Task requirements. When the material ends, stop; until then, set down every line exactly.

Input material.
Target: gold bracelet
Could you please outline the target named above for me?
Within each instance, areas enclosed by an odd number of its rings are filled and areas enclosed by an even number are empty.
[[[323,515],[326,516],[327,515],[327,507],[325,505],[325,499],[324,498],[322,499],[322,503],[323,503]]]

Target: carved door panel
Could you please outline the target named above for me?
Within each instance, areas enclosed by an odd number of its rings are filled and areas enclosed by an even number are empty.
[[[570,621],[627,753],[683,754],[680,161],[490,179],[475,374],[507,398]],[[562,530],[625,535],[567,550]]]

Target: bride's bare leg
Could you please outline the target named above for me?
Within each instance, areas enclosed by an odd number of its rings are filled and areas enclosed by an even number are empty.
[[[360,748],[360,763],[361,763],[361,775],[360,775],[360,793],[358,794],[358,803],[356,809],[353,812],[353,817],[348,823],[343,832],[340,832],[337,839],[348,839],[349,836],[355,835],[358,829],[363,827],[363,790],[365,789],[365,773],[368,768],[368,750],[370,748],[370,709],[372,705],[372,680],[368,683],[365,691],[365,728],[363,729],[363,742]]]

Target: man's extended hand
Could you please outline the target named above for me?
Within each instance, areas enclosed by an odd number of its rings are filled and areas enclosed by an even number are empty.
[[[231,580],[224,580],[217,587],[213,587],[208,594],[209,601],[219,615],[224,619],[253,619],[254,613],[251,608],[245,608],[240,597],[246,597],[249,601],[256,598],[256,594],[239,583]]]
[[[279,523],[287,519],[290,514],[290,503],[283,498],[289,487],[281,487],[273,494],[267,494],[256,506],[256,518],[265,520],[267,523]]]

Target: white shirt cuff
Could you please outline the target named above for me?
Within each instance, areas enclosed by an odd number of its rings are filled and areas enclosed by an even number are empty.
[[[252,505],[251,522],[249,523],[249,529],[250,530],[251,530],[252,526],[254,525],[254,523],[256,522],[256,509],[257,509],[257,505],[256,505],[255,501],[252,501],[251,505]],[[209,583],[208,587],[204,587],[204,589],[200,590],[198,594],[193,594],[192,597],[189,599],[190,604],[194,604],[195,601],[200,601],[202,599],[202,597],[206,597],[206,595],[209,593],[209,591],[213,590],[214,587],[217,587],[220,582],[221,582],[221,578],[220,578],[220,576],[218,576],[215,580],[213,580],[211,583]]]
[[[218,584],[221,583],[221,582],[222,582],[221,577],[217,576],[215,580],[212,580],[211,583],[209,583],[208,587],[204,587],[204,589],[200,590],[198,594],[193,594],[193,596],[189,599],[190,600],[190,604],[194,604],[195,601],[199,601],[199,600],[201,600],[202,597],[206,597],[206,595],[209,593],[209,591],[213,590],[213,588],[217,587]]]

Exercise output.
Target: gold bracelet
Could you please outline the target named above for me?
Within each instance, areas enclosed by an odd number of its rings are filled and areas enclosed by an even number are empty.
[[[323,515],[326,516],[327,515],[327,507],[325,505],[325,499],[324,498],[322,499],[322,503],[323,503]]]

Target: carved door panel
Could you please outline the target named above for me?
Within each instance, areas enclosed by an odd number of its rings are filled and areas enclosed by an even number are empty.
[[[570,621],[627,753],[683,754],[680,161],[490,179],[475,374],[507,398]],[[562,530],[625,535],[567,550]]]

Target: bride's bare leg
Could you please outline the target named above for me?
Within each instance, areas enclosed by an odd number of its rings are filled and areas enclosed by an even number are empty.
[[[360,748],[360,763],[361,763],[361,775],[360,775],[360,793],[358,794],[358,803],[356,809],[353,812],[353,817],[348,823],[343,832],[340,832],[337,839],[348,839],[349,836],[355,835],[358,829],[363,827],[363,790],[365,789],[365,773],[368,768],[368,750],[370,748],[370,709],[372,705],[372,680],[368,683],[365,691],[365,728],[363,729],[363,742]]]

Target: man's extended hand
Could you please outline the target named above for me?
Within each instance, areas enclosed by an odd number of its rings are filled and areas enclosed by an even number are empty.
[[[231,580],[224,580],[217,587],[213,587],[208,594],[209,601],[219,615],[224,619],[253,619],[254,613],[251,608],[245,608],[240,597],[246,597],[249,601],[256,598],[256,594],[239,583]]]
[[[279,523],[287,519],[290,514],[290,503],[283,498],[289,487],[281,487],[273,494],[267,494],[256,506],[256,518],[265,520],[267,523]]]

Target: white shirt cuff
Could you please outline the target named above for me?
Within each instance, areas enclosed by an odd number of its rings are filled and areas enclosed by an even number are empty.
[[[252,505],[251,522],[249,523],[249,529],[250,530],[251,530],[252,526],[254,525],[254,523],[256,522],[256,509],[257,509],[257,505],[256,505],[255,501],[252,501],[251,505]],[[209,583],[208,587],[204,587],[204,589],[200,590],[198,594],[193,594],[192,597],[189,599],[190,604],[194,604],[195,601],[200,601],[202,599],[202,597],[206,597],[206,595],[209,593],[209,591],[213,590],[214,587],[217,587],[220,582],[221,582],[221,578],[220,578],[220,576],[218,576],[215,580],[213,580],[211,583]]]
[[[218,584],[221,583],[221,582],[222,582],[221,577],[217,576],[215,580],[212,580],[211,583],[209,583],[208,587],[204,587],[204,589],[200,590],[198,594],[193,594],[193,596],[189,599],[190,600],[190,604],[194,604],[195,601],[199,601],[199,600],[201,600],[202,597],[206,597],[206,595],[209,593],[209,591],[213,590],[213,588],[217,587]]]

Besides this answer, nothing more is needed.